Source data:
• • • •

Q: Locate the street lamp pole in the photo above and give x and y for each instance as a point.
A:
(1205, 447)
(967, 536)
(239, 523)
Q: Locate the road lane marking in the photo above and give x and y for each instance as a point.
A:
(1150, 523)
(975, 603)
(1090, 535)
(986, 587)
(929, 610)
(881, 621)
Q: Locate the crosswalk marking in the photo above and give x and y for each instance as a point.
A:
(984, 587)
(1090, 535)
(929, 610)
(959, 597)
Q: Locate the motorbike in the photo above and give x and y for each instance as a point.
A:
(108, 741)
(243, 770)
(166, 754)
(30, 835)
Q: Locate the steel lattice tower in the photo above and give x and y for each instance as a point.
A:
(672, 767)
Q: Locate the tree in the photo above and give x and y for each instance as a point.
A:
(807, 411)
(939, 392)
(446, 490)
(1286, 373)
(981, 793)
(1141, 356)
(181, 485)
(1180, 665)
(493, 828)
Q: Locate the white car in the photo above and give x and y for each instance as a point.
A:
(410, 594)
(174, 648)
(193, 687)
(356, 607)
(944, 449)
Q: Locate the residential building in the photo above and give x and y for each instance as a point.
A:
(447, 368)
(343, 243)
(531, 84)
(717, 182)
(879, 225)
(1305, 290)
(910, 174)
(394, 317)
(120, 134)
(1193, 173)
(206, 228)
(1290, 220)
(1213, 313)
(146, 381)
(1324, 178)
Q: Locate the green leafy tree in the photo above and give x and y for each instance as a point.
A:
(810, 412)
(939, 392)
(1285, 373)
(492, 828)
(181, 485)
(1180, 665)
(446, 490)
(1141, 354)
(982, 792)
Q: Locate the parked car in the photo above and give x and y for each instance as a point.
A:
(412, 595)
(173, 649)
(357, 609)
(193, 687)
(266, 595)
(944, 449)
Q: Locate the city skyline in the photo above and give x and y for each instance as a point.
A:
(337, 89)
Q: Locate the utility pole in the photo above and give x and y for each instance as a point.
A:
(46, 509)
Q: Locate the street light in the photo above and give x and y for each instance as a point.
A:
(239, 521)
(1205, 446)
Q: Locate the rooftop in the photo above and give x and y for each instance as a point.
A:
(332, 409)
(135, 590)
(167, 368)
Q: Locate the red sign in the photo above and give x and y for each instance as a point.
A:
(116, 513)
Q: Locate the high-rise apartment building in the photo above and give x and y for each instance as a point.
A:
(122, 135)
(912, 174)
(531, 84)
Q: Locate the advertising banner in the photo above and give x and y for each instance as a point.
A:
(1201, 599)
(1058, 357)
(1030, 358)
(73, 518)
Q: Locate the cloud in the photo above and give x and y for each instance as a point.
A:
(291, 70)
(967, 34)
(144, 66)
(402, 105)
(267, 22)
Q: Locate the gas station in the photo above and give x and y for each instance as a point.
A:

• • • •

Work required: All the data is to be copied over exactly as it stands.

Answer to the exercise:
Q: Locate the street lamp pole in the photo above and give x and y for each instance as a point.
A:
(1205, 447)
(967, 536)
(239, 523)
Q: Locate the road lane marking in the photo above and give x and y for each instance as a point.
A:
(1150, 523)
(975, 603)
(1090, 535)
(986, 587)
(929, 610)
(881, 621)
Q: Locate the crosswalk marking in the photo above and give x and y for each instance as a point.
A:
(984, 587)
(1090, 535)
(929, 610)
(959, 597)
Q: Locate the motorbike in the photo above and give x and y for each instance as a point.
A:
(108, 741)
(243, 770)
(166, 754)
(30, 835)
Q: Locate the steel lattice tower in the photo above and give x and y for each instance as a point.
A:
(672, 767)
Q: Locate the tree in the photo above and give x and y for each instance as a point.
A:
(807, 411)
(939, 392)
(446, 490)
(1286, 373)
(981, 793)
(1141, 356)
(181, 485)
(1180, 665)
(493, 828)
Q: Locate the white car in the photo above and give x and y for each instance as a point.
A:
(410, 594)
(174, 648)
(193, 687)
(356, 607)
(944, 449)
Q: Locate the residential building in the photo above and give x and y for each instance as a point.
A:
(447, 368)
(343, 243)
(531, 84)
(717, 182)
(879, 225)
(1305, 290)
(910, 174)
(394, 317)
(120, 134)
(1193, 173)
(206, 228)
(1290, 220)
(1213, 313)
(146, 381)
(1324, 178)
Q: Locate the green leafy tree in the photo above and give x and y for each instance as a point.
A:
(810, 412)
(939, 392)
(1285, 373)
(492, 828)
(181, 485)
(1180, 665)
(446, 490)
(1141, 354)
(982, 792)
Q: Locate the parked car in the photo above and give x and y for each instance as a point.
A:
(412, 595)
(173, 649)
(357, 609)
(193, 687)
(266, 595)
(944, 449)
Q: Locate the city skyline in the photo above and give x and y for each instance as a point.
A:
(337, 89)
Q: Locate the utility pole in the photo above and give x and y for each instance as a point.
A:
(46, 509)
Q: Locate the street light in the photo above and give x and y for each instance as a point.
A:
(239, 521)
(1205, 446)
Q: Locate the rooftop in the photo above and give x and y for each instance as a point.
A:
(332, 409)
(135, 590)
(167, 368)
Q: Locate the red sign in the photo above and give x and y for each instance as a point.
A:
(116, 513)
Q: Locate the high-rise apartment building in the photo above and give x and y for each instance as a point.
A:
(122, 135)
(912, 174)
(531, 84)
Q: Locate the advertising banner in the photo above and give x and y for each instance as a point.
A:
(1201, 599)
(1058, 357)
(1030, 358)
(73, 518)
Q: Locate the cloud in the photo above and give x and y for each instance as a point.
A:
(291, 70)
(967, 34)
(144, 66)
(402, 105)
(267, 22)
Q: Locate the gas station in the photo above and give x and y for each instance as a point.
A:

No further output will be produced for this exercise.